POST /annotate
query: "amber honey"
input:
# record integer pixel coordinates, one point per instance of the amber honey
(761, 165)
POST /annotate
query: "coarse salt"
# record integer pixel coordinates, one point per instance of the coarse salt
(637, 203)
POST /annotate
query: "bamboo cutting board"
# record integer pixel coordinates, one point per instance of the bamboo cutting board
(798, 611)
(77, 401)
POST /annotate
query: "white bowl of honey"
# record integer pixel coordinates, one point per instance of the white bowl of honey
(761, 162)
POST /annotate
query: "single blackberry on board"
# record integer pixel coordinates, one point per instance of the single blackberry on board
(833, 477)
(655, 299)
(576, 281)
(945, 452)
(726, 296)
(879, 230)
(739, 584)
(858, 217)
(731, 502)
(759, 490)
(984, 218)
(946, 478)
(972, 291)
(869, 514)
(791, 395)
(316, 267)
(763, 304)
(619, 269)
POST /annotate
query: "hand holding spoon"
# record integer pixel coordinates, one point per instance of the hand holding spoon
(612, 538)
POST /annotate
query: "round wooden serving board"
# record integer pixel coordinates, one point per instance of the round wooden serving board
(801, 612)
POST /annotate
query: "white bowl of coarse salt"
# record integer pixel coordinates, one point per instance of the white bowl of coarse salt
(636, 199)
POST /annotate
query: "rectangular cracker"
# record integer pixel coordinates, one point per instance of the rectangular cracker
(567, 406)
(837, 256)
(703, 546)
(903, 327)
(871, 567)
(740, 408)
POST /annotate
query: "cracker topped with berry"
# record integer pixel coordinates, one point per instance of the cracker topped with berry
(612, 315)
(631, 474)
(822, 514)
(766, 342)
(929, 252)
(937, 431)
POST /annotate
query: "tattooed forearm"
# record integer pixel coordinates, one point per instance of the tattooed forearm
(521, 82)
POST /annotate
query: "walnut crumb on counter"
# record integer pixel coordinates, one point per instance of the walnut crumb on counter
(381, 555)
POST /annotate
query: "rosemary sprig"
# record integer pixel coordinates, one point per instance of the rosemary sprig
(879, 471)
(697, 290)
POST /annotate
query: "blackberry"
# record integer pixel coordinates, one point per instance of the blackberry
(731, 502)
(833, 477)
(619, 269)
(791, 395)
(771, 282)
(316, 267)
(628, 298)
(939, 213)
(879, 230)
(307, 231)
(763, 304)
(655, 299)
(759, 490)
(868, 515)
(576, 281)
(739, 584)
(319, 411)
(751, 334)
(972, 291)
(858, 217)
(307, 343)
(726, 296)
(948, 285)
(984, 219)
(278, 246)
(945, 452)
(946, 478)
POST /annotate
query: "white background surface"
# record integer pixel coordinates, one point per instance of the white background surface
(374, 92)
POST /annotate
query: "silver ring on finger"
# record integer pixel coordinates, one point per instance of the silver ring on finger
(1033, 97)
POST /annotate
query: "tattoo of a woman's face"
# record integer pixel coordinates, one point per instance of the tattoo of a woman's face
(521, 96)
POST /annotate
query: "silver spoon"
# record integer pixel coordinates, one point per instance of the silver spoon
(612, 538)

### Your objective
Exactly as given, repeat every record above.

### Exercise output
POST /annotate
query: "amber honey"
input:
# record integer pixel coordinates, one point per instance of the amber honey
(761, 165)
POST /annotate
query: "coarse salt"
# record integer pixel coordinates, one point per instance of the coarse salt
(637, 203)
POST /annotate
query: "bamboo cutting board"
# record integer pixel coordinates, one point per instance of the bamboo cutting board
(798, 611)
(77, 401)
POST /annotate
query: "white bowl of honey"
# record integer pixel coordinates, one point per instance of the white bowl of honey
(761, 162)
POST /annotate
query: "single blackberry on board"
# record integer pixel coordinates, one point per instance of the single blackberry on board
(833, 477)
(655, 299)
(576, 281)
(945, 452)
(726, 296)
(879, 230)
(739, 584)
(858, 217)
(731, 502)
(759, 490)
(984, 218)
(946, 478)
(972, 291)
(869, 514)
(791, 395)
(316, 267)
(763, 304)
(619, 269)
POST /annotate
query: "hand holding spoon"
# record integer pixel coordinates, one point per instance of the hand holding spoon
(612, 538)
POST /annotate
query: "round wooden serving board"
# record integer pixel coordinates, one point per instance of the round wooden serving board
(801, 612)
POST /annotate
query: "white bowl of coarse salt"
# record integer pixel coordinates, one point per instance of the white bowl of coarse salt
(636, 199)
POST /annotate
query: "rectangular cracker"
# record integer pixel coordinates, one point per instance of the rectangular cracker
(567, 406)
(837, 256)
(703, 546)
(903, 327)
(871, 567)
(740, 408)
POST /annotate
query: "cracker topped with berry"
# record integer pixel coordinates, one point per instance of the cracker topped with berry
(612, 315)
(631, 474)
(822, 514)
(766, 342)
(929, 252)
(937, 431)
POST /annotate
query: "tattooed forearm"
# record integer pixel coordinates, one point per instance of the tattooed forearm
(521, 82)
POST /annotate
query: "walnut crumb on counter"
# record integer pixel coordinates, one point per instance of the walnut crumb on counter
(381, 555)
POST /annotate
query: "rosemary sprig"
# record integer pixel coordinates, one point per instance of the rosemary sprig
(879, 471)
(697, 290)
POST /annotate
query: "blackberry"
# record integer pixel coordinates, one point per instance of the blackberry
(731, 502)
(833, 477)
(619, 269)
(791, 395)
(771, 282)
(316, 267)
(628, 298)
(939, 213)
(879, 230)
(307, 231)
(763, 304)
(655, 299)
(759, 490)
(868, 515)
(576, 281)
(739, 584)
(319, 411)
(751, 334)
(972, 291)
(858, 217)
(307, 343)
(726, 296)
(948, 285)
(984, 219)
(278, 246)
(945, 452)
(946, 478)
POST /annotate
query: "white background surface"
# record integer pixel coordinates, one point per instance of the white background surface
(374, 92)
POST /annotate
query: "silver ring on finger"
# record integer pixel coordinates, one point per instance of the silver ring on finger
(1033, 97)
POST /annotate
query: "tattoo of a woman's face"
# record integer pixel coordinates, one point per instance of the tattoo of a woman's face
(521, 96)
POST /annotate
query: "silver spoon"
# record integer pixel coordinates, one point per instance of the silver spoon
(612, 538)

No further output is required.